[Exercise]
Your answer must be every line below, repeated exactly.

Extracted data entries
___

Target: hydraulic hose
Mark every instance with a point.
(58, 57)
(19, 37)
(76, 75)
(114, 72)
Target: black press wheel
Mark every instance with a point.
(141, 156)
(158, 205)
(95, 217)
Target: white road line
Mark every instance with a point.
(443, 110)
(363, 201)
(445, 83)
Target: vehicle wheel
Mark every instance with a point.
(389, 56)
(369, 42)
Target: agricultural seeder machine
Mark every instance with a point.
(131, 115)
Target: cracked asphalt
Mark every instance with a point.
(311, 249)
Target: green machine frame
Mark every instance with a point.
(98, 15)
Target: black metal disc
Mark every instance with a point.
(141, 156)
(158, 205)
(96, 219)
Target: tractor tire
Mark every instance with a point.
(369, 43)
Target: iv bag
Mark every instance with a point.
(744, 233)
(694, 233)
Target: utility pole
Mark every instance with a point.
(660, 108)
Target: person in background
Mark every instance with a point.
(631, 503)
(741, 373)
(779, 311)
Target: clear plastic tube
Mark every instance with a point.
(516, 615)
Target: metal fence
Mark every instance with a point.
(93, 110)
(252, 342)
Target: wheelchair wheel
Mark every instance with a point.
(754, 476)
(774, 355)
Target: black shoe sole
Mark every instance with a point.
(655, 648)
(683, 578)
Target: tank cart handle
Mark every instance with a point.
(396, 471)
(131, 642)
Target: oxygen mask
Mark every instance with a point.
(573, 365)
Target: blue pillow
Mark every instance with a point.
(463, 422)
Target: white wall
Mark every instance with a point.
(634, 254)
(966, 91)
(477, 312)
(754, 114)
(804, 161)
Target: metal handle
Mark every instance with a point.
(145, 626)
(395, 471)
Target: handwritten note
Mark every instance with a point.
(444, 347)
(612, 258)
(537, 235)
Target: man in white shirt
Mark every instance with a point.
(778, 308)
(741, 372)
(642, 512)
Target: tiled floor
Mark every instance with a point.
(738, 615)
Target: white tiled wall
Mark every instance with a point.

___

[Answer to this exercise]
Target: hydraulic hose
Mark every instance with a point.
(58, 57)
(19, 37)
(76, 75)
(114, 72)
Target: black press wheel
Mark every instance with a point.
(141, 156)
(158, 205)
(95, 217)
Target: white road line
Mark every instance with a point.
(443, 110)
(363, 201)
(445, 83)
Target: vehicle wheel
Mark every instance with a point.
(389, 56)
(369, 42)
Target: agricultural seeder machine
Mark every instance with a point.
(131, 115)
Target: cracked asphalt
Mark every instance with a point.
(311, 249)
Target: green machine frame
Mark every instance with a point.
(98, 15)
Target: black metal disc
Mark every instance with a point.
(141, 156)
(158, 205)
(96, 219)
Target: tractor tire
Mark every instance with a point.
(369, 43)
Target: iv bag
Mark every instance with a point.
(744, 233)
(694, 233)
Target: utility pole
Mark every instance with a point.
(660, 108)
Target: person in background
Mark every instance with a point.
(631, 503)
(741, 373)
(779, 311)
Target: clear plastic tube
Mark every instance with a point.
(516, 615)
Target: metal fence
Mark every instance with a point.
(93, 110)
(252, 342)
Target: wheelchair wheel
Mark every instance with a point.
(754, 476)
(774, 355)
Target: black shoe sole
Mark every instance with a point.
(655, 648)
(683, 578)
Target: tank cart handle
Mark every instance with a point.
(396, 471)
(131, 642)
Target: oxygen mask
Mark every instance with a point.
(573, 365)
Target: blue pillow
Mark every instance with a point.
(463, 422)
Target: white wall
Mark every instance with a point.
(634, 254)
(966, 91)
(477, 312)
(754, 114)
(804, 161)
Target: metal handle
Mark every instance with a point.
(145, 626)
(395, 471)
Target: handwritten note
Mark every instance with a point.
(444, 347)
(612, 258)
(537, 235)
Target: man in white shirt
Mark every instance with a point.
(778, 308)
(741, 372)
(642, 512)
Target: tiled floor
Mark every instance with a point.
(738, 615)
Target: white tiled wall
Mark every instance with a point.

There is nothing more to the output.